Image point grounding data:
+ + + + +
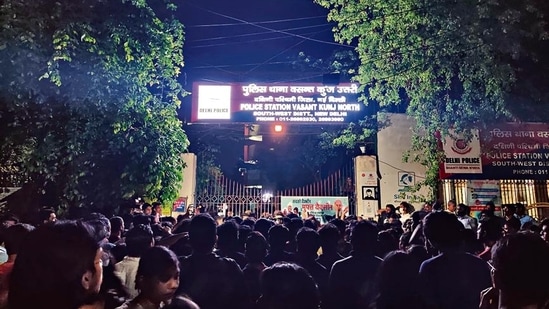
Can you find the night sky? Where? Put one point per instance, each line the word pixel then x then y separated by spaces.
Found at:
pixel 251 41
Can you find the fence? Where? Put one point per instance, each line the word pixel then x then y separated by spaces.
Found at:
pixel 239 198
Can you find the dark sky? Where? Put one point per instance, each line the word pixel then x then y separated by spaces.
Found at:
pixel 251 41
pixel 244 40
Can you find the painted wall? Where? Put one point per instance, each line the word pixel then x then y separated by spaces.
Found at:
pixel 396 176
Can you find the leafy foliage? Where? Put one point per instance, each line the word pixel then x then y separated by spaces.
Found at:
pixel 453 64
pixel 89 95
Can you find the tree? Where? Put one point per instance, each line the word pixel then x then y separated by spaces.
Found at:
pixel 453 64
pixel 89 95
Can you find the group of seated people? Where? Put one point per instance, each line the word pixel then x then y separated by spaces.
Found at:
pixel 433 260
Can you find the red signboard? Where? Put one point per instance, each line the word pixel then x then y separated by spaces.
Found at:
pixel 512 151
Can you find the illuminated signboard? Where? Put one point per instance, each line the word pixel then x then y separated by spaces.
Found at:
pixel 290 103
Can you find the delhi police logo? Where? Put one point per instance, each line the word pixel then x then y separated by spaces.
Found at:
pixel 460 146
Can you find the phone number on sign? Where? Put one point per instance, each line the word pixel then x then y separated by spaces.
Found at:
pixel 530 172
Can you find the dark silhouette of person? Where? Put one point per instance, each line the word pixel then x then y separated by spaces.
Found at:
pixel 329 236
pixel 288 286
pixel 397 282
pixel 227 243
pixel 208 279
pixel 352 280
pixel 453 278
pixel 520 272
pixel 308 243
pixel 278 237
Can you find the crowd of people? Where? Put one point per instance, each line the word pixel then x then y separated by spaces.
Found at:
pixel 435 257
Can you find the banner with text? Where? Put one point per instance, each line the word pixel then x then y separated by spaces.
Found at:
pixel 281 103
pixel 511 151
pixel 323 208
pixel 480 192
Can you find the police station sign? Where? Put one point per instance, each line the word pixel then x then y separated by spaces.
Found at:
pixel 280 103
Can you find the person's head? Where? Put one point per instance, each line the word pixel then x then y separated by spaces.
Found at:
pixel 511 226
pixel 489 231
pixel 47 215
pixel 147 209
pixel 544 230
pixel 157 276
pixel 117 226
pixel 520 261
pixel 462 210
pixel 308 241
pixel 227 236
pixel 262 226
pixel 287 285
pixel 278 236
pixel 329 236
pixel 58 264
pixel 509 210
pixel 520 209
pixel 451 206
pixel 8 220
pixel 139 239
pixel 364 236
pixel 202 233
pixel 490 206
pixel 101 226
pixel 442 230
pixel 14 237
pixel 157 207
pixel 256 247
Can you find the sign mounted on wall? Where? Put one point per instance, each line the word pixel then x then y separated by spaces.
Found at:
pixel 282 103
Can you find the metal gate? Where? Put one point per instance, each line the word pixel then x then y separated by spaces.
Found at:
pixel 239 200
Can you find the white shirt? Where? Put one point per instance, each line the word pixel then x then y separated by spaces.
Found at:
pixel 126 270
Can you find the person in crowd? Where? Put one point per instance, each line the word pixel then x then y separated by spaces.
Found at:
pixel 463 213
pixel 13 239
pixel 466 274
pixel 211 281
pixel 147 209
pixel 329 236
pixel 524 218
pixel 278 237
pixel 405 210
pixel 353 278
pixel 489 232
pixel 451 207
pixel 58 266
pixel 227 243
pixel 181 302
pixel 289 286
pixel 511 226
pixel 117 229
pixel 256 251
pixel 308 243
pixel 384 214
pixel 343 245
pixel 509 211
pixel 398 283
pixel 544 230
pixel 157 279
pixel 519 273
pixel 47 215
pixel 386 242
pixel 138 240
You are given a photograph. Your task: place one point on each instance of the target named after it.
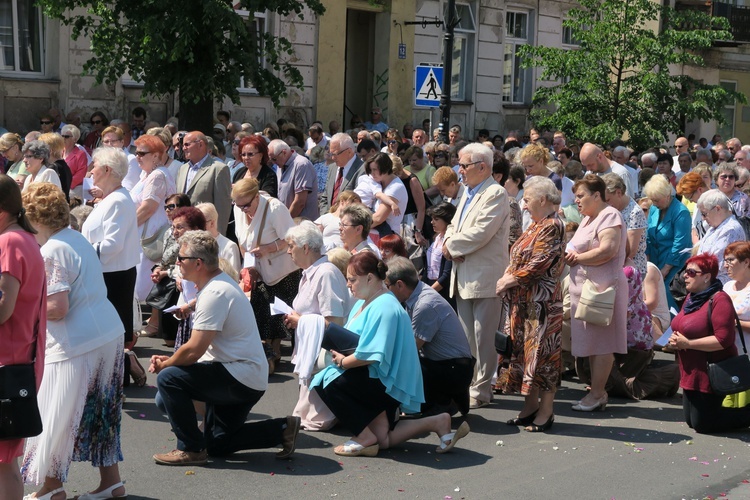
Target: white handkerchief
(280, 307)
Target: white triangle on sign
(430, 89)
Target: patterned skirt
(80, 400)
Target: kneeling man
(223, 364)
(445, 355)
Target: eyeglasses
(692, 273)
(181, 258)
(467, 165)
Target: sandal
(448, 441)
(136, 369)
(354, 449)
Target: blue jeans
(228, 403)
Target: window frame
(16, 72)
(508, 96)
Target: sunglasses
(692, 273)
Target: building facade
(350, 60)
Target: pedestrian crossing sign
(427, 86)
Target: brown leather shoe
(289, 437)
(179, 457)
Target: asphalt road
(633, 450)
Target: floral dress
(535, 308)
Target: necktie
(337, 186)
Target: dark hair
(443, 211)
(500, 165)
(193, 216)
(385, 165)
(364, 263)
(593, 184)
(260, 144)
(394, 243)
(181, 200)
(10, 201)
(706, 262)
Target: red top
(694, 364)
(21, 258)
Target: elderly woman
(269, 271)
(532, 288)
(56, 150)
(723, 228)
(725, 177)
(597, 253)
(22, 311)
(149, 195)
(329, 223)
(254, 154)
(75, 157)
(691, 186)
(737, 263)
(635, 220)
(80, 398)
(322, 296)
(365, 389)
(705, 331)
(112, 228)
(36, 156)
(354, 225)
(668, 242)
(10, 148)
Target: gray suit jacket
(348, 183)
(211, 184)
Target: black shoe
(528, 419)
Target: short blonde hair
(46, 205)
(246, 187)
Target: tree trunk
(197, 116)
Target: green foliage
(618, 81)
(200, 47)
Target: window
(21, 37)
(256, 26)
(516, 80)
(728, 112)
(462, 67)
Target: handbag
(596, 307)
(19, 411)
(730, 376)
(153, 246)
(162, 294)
+ + + + +
Required action: Starting at the line above that contains "Can you find the tree?", repeat each line exactly up to and including the line that contains "Can you find the red", and stop there.

Solution below:
Can you find the tree? Where? Put one point per instance, each line the word pixel then x then y separated by spaces.
Found at:
pixel 453 64
pixel 89 95
Can you find the group of seated people? Where? Put one point per instance, each line the word pixel then x then y separated by spaces.
Found at:
pixel 433 260
Can you find the red signboard? Where? Put one point per instance, each line the word pixel then x then y separated by spaces.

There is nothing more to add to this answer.